Ok ma cosa minch*a sono i test sierologici (e come funzionano)?
Ne esistono di due tipi. Per i primi basta una piccolissima quantità di sangue, ma rilevano solo se si è entrati in contatto con il virus. Gli altri sono più completi, ma non ancora pienamente affidabili

di Emanuele Pieroni Emanuele Pieroni

La corsa ai test sierologici è partita. Ok ma di che diamine si tratta? Come si fanno? È sicuro che servano a qualcosa?

Innanzitutto, esistono due tipi di test sierologici. Il primo ricerca gli anticorpi IgM, mentre il secondo ricerca sia gli Igm che gli IgG. Ma così siamo da capo, perchè viene da chiedersi, ora, che diamine sono gli IgM e gli IgG. Semplifichiamo: i primi ci dicono se siamo entrati in contatto con il virus, i secondi potrebbero essere quelli che ci rendono immuni dalla possibilità di infettarci nuovamente.

+++++

**Consegna**
Trascrivi senza modifiche la parte del brano sui test sierologici che comincia con le parole "di Emanuele Pieroni" e si chiude dopo le parole "di infettarci nuovamente.". I dati sono materiale distinto dal brano e indipendente da esso.

**Dati**

+++++

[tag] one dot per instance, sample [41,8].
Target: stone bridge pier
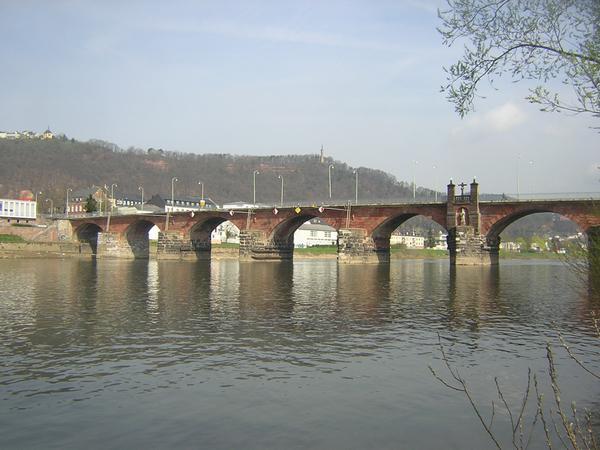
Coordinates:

+++++

**Soluzione scritta**
di Emanuele Pieroni Emanuele Pieroni

La corsa ai test sierologici è partita. Ok ma di che diamine si tratta? Come si fanno? È sicuro che servano a qualcosa?

Innanzitutto, esistono due tipi di test sierologici. Il primo ricerca gli anticorpi IgM, mentre il secondo ricerca sia gli Igm che gli IgG. Ma così siamo da capo, perchè viene da chiedersi, ora, che diamine sono gli IgM e gli IgG. Semplifichiamo: i primi ci dicono se siamo entrati in contatto con il virus, i secondi potrebbero essere quelli che ci rendono immuni dalla possibilità di infettarci nuovamente.